━━━━━ EXERCISE MATERIALS

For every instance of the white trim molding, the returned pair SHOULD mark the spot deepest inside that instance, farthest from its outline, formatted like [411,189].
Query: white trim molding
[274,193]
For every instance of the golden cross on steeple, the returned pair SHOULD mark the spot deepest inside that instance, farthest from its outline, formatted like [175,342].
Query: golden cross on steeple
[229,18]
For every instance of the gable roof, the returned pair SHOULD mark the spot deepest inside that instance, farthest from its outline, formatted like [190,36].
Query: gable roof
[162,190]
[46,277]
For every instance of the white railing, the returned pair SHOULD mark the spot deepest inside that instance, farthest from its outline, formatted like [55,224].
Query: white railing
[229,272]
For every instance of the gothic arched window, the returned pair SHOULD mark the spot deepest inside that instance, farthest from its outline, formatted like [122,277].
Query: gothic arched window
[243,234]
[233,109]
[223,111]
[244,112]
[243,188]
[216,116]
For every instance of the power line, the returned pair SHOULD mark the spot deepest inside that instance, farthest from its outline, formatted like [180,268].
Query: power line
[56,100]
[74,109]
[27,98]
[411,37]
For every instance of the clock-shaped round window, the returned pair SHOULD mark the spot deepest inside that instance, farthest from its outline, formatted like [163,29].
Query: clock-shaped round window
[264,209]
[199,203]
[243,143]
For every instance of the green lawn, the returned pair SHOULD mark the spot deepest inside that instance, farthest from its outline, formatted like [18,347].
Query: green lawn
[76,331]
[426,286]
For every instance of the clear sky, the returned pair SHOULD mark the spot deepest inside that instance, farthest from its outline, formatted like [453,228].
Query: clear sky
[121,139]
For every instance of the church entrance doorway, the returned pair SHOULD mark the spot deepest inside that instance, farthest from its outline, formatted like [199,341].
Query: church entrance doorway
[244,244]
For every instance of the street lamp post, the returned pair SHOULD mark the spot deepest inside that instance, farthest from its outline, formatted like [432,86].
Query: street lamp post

━━━━━━━━━━

YOUR GOAL:
Wherever the string "lamp" appears in a line above, copy that line.

SOLUTION FOR THIS EXERCISE:
For every instance of the street lamp post, the returned pair SHOULD mark the spot deepest inside that instance, farthest from its outline, formatted like [432,86].
Query: street lamp post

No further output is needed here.